> _GIVEN EXERCISE_
Continue the review of "Wir sagen uns Dunkles" below, starting right after its last sentence.

> _PASSAGE TO READ_
------
Thursday 1 February 2018



“Wir sagen uns Dunkles” by Marco Goecke - NDT 2                                                    22.12.17

 

On November 30th 2017 the Netherlands Dance Theater 2 performed the new piece by choreographer Marco Goecke named “Wir sagen uns Dunkles” to the music of Franz Schubert, at the Stadstheater Arnhem.
 

“Wir sagen uns Dunkles” is a dynamic, powerful, intensive and exciting choreography which makes you experience something new. The atmosphere is changed. You can feel the electric tension, created by music, dance and light, vibrating through space.
 

By using Schubert’s music, which is a very vivid, dissonant and I think mysterious music; Goecke creates a red line that goes through the whole piece. The movements in the choreography are very musical so that movement and music become one.

When I talk about movements in this piece I do not just mean the physicality of the body but also the gesticulation which is part of the whole movement language as well as the facial expressions which are very strong and particular. Mouths get ripped with a silent scream, toughs get pocked out and pulled back; expressive eyes are looking at the audience.

Clear staccato movements are melting into another movement phrase. Dancers are coming together and separate. The space is moved. This is the movement language Goecke created in this piece.
 

Bildergebnis für wir sagen uns dunkles marco goeckeThe dancers themselves are on an empty dark stage, lightened just with a dim light. No props are used. The man’s are dancing with a naked upper body, the woman with a tight dark leotard. Both wearing long wider trousers with feather like decoration on the back side which makes them appear like another species (supported by the movement and the music).
------
> _INFORMATION SHOWN_
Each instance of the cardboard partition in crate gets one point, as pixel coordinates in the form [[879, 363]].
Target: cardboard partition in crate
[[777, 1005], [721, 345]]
------
> _ANSWER BELOW_
In Goeckes piece we see the dancers “talking dark to each other”. They show us their “dark side” that we are not used to see very often. I do not believe that Goecke is letting the audience experience his piece as something evil because he is “going into the dark” but more as something that we can be curious about and that we can discover for ourselves. I think everyone has a kind of a dark- or hidden side, an inner, deeper demand or desire (to seduce for example). For me this piece was a great inspiration. I guess we know a lot about ourselves but I think that we can always keep discovering. A human has various sides and maybe starting to “talk dark” to other human beings can help us to find out more about ourselves.


 
Even though I am writing a positive review and I want to encourage you to go and see the piece, I do have some annotations for the dancers and the choreographer.

First: Of cause the dim light was contributing to the atmosphere but if it would have been a bit lighter the expressions of the dancers would have become even more visible.

Second: Although the movement language was well developed, a longer stillness or slow movement phrase would have been good for the audience’s eye, because the music was so vivid and twitchy through the whole piece.

Third: The dancers could have gone into the character even more so that they are not just pretending or copying what the choreographer might have said.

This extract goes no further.